┌─ Given data
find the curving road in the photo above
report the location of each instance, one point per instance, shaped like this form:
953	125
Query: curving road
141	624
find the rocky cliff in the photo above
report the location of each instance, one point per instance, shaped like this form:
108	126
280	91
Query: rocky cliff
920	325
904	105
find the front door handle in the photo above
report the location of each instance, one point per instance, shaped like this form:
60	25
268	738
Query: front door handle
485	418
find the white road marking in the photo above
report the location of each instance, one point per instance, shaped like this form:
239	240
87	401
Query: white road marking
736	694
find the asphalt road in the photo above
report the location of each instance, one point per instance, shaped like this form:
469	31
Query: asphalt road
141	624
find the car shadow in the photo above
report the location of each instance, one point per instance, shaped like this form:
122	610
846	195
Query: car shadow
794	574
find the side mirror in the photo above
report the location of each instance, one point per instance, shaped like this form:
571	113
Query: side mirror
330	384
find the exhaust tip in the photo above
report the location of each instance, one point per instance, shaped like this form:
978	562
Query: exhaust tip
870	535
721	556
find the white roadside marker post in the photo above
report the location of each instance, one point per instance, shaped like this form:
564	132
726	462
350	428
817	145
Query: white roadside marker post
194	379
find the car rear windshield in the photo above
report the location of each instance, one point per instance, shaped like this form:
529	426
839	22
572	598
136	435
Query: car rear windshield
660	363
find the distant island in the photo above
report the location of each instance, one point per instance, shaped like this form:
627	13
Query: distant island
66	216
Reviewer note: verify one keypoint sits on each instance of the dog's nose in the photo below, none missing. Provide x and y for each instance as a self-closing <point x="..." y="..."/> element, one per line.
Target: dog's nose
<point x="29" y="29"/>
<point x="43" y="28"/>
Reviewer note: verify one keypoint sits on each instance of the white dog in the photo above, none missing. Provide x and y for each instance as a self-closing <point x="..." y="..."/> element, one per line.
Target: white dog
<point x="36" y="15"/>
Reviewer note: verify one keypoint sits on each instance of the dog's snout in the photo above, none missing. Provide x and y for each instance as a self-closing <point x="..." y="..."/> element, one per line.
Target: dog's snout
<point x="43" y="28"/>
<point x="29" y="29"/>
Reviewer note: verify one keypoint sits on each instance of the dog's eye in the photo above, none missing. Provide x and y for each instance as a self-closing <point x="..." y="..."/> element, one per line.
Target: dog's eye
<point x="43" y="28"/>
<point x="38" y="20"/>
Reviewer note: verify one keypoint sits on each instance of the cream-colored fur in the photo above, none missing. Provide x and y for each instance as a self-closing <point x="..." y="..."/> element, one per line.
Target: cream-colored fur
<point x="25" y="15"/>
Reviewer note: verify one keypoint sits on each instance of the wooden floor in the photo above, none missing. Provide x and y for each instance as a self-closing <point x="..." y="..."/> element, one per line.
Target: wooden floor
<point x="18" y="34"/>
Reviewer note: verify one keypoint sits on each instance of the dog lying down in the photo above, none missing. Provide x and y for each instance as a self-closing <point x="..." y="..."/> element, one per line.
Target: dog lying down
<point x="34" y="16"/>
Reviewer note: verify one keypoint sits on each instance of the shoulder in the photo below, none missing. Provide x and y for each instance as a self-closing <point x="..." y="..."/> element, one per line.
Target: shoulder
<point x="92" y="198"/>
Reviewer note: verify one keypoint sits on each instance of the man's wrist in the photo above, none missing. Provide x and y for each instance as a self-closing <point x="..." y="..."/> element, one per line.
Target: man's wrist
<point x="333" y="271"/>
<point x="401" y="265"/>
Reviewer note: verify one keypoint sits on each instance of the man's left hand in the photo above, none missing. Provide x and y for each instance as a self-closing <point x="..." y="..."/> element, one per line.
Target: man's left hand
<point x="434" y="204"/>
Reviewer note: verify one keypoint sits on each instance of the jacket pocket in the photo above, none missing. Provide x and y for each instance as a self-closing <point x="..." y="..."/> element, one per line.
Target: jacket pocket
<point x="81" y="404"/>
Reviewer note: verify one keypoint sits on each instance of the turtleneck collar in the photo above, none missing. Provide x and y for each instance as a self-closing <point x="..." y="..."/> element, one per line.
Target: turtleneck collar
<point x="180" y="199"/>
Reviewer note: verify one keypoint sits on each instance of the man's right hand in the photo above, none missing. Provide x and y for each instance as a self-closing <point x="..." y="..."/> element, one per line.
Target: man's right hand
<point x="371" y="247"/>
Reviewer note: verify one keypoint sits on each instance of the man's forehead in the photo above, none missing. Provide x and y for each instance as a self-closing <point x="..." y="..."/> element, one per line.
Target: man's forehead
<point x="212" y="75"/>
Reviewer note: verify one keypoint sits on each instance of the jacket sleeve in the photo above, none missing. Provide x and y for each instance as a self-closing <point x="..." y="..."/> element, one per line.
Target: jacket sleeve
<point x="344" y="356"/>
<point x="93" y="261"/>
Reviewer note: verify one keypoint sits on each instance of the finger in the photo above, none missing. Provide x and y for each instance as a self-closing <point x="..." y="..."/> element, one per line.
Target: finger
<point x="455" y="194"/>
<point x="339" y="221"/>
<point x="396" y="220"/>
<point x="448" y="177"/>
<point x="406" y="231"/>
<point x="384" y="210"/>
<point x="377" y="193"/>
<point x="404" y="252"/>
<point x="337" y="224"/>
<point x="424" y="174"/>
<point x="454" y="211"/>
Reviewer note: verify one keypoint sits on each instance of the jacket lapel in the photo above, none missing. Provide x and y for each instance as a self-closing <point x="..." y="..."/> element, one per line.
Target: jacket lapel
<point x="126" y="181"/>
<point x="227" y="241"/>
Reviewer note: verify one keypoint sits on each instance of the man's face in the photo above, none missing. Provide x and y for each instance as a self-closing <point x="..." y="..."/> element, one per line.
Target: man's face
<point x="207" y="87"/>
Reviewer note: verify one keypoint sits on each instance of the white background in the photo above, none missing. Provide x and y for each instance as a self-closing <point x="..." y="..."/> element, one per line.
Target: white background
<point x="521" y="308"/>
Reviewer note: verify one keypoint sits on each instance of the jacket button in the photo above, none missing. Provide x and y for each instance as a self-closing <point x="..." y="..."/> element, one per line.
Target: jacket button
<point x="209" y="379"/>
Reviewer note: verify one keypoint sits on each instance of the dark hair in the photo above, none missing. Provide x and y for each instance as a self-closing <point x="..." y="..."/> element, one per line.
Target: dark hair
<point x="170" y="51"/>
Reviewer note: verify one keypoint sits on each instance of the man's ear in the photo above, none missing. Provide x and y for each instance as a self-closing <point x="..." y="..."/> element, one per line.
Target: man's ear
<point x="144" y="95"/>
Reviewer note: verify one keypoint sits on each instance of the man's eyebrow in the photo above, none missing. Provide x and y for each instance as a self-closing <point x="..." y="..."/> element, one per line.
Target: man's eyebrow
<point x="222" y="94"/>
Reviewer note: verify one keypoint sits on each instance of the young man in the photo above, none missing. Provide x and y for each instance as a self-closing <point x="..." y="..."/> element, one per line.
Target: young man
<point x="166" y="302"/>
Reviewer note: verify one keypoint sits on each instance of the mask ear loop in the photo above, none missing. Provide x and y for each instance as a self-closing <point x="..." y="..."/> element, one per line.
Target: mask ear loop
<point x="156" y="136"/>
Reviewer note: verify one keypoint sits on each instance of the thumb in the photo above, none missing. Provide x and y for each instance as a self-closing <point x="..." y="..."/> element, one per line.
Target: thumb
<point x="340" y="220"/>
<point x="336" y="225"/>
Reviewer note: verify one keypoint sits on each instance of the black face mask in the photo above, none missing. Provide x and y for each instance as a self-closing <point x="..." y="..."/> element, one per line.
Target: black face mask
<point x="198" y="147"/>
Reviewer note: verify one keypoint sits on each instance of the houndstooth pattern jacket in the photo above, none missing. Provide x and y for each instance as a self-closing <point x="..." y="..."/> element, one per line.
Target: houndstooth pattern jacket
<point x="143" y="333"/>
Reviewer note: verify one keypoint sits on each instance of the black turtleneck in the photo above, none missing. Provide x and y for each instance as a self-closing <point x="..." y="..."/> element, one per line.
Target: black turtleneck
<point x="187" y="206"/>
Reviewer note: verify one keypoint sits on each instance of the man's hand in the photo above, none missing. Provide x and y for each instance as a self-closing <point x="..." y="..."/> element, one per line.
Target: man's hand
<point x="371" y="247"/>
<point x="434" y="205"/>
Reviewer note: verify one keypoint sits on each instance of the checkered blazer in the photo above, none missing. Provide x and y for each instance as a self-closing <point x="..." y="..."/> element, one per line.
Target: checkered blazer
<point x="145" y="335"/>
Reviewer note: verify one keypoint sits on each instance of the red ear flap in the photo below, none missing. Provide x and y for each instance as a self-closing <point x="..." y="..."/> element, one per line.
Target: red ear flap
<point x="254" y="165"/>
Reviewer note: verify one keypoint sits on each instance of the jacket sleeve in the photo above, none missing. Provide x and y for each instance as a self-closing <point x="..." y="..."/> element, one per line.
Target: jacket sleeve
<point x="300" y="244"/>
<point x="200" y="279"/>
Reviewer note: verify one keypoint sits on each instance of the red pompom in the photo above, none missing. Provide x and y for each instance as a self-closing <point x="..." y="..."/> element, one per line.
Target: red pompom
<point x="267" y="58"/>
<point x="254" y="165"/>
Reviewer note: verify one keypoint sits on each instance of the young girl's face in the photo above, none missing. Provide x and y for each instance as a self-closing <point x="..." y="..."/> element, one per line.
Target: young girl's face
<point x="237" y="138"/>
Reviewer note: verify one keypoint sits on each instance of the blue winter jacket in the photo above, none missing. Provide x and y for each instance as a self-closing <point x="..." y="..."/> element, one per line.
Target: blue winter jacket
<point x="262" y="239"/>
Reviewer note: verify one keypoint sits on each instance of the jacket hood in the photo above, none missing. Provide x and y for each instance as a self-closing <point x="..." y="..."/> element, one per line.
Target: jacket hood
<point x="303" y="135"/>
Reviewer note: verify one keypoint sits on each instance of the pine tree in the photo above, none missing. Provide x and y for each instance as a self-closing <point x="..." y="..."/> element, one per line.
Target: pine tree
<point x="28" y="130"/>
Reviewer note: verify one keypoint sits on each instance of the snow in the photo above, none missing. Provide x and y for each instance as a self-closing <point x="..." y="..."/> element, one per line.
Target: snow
└─
Task goal:
Which lines in the data hold the string "find"? Copy each of them.

Your response:
find the curving road in the photo above
find the rocky cliff in the photo above
find the front door handle in the photo above
find the white road marking in the photo above
find the asphalt road in the photo above
find the car shadow in the photo above
find the side mirror in the photo above
find the exhaust tip in the photo above
find the white roadside marker post in the photo above
find the car rear windshield in the photo above
find the distant island in the photo above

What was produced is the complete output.